Richiesta A ▸ Puoi riprodurre fedelmente, senza alcuna modifica, il tratto dell'elenco che va dalla riga contenente "Every instance of the blurred" fino alla riga contenente "pixel 556 448", entrambe comprese?

Testo fornito ▸
================

Outback è un film del 2019, diretto da Mike Green.

Per carità, il male non si augura a nessuno. Ciò nonostante, se scegli di infrattarti ben bene nell’impervio entroterra australiano assieme alla tua dolce metà a bordo di una scalcinata macchina a nolo con solo una misera bottiglietta d’acqua e qualche dubbia mappa scaricata in fretta e furia su di un vecchio iPhone, beh, diciamo pure che un tantino te la sei andata a cercare, no? E come sempre accade in questi casi, cerca che ti ricerca, finisce che la sfiga, quella nera, sicuramente ti troverà e te la farà pagare con tutti gli interessi. Un amaro prezzo che i due poveri protagonisti dell’ansiogeno Outback saranno costretti a saldare a forza di lacrime, sangue e tanto tanto sudore, così come l’implacabile legge dei survival movie impone senza possibilità di appello. Ed è solo grazie al tanto amato canale di Midnight Facotry se finalmente questa allucinante epopea ai confini della sopravvivenza, confezionata con buon mestiere da Mike Green sulla base di un evento realmente accaduto nel 2015, può giungere infine anche sui nostri schermi, facendoci assaporare tutta la sofferenza, la disperazione e soprattutto la disidratazione di una coppia scoppiata travolta da un insolito destino nella desolata e assolata terra dei canguri e di Nicole Kidman.

================

Richiesta B ▸ Nel testo su Outback, perché chi si spinge nell'entroterra australiano come i protagonisti, secondo l'autore, «un tantino te la sei andata a cercare»?

Una sequenza di record:

================

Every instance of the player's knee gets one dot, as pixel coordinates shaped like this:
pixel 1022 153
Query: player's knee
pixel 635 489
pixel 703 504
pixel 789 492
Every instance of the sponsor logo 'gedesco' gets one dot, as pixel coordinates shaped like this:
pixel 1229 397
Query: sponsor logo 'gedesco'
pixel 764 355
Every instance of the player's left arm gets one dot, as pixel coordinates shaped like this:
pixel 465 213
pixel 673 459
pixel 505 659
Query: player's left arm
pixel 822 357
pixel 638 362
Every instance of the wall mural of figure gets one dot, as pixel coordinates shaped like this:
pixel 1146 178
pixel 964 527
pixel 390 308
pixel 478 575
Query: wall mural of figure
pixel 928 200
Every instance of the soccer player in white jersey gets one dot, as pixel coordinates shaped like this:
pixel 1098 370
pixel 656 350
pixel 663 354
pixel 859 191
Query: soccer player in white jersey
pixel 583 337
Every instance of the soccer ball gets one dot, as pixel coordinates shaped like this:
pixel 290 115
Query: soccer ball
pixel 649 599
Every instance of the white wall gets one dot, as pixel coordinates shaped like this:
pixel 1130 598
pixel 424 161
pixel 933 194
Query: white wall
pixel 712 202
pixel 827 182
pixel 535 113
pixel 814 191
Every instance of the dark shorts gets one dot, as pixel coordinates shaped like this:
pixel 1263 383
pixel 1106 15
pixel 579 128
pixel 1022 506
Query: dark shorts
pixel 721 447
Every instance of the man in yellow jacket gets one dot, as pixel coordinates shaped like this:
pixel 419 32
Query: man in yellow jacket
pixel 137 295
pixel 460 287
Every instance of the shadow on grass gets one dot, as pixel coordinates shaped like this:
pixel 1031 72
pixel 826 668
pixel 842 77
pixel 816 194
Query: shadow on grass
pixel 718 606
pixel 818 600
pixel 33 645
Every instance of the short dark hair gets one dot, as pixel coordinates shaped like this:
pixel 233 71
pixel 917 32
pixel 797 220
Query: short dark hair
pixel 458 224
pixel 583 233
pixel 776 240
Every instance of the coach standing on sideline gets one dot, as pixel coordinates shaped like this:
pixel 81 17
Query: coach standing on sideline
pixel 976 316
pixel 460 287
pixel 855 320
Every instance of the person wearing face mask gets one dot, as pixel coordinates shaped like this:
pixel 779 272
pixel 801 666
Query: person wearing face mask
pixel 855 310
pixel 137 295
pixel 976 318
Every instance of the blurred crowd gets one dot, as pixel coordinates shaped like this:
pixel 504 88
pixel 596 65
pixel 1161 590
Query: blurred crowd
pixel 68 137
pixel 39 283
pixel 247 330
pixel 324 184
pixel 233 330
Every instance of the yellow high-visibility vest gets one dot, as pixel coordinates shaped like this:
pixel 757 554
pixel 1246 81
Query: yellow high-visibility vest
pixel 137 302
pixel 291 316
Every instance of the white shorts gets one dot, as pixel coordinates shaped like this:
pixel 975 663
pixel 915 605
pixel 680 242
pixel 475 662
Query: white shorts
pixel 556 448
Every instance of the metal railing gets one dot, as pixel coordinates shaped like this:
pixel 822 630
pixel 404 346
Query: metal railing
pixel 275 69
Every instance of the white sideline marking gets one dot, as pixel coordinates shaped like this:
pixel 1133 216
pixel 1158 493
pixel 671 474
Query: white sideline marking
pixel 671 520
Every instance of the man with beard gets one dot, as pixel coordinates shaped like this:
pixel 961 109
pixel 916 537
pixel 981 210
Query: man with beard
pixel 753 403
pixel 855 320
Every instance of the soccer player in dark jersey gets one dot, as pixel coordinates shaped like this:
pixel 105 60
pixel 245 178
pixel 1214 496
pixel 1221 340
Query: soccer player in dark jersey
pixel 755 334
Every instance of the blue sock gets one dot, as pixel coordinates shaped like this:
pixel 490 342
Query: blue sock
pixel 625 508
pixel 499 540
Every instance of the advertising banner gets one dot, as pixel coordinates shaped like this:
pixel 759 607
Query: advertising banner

================

Risultato atteso A ▸
Every instance of the blurred crowd gets one dot, as pixel coordinates shaped like this:
pixel 504 88
pixel 596 65
pixel 1161 590
Query: blurred crowd
pixel 68 137
pixel 39 283
pixel 247 330
pixel 324 184
pixel 233 330
Every instance of the yellow high-visibility vest gets one dot, as pixel coordinates shaped like this:
pixel 757 554
pixel 1246 81
Query: yellow high-visibility vest
pixel 137 302
pixel 291 316
Every instance of the white shorts gets one dot, as pixel coordinates shaped like this:
pixel 975 663
pixel 915 605
pixel 680 242
pixel 475 662
Query: white shorts
pixel 556 448

Risultato atteso B ▸ Perché sceglie di addentrarsi nell'impervio entroterra australiano con la propria dolce metà a bordo di una scalcinata macchina a nolo. Ha con sé solo una misera bottiglietta d'acqua e qualche dubbia mappa scaricata in fretta e furia su un vecchio iPhone.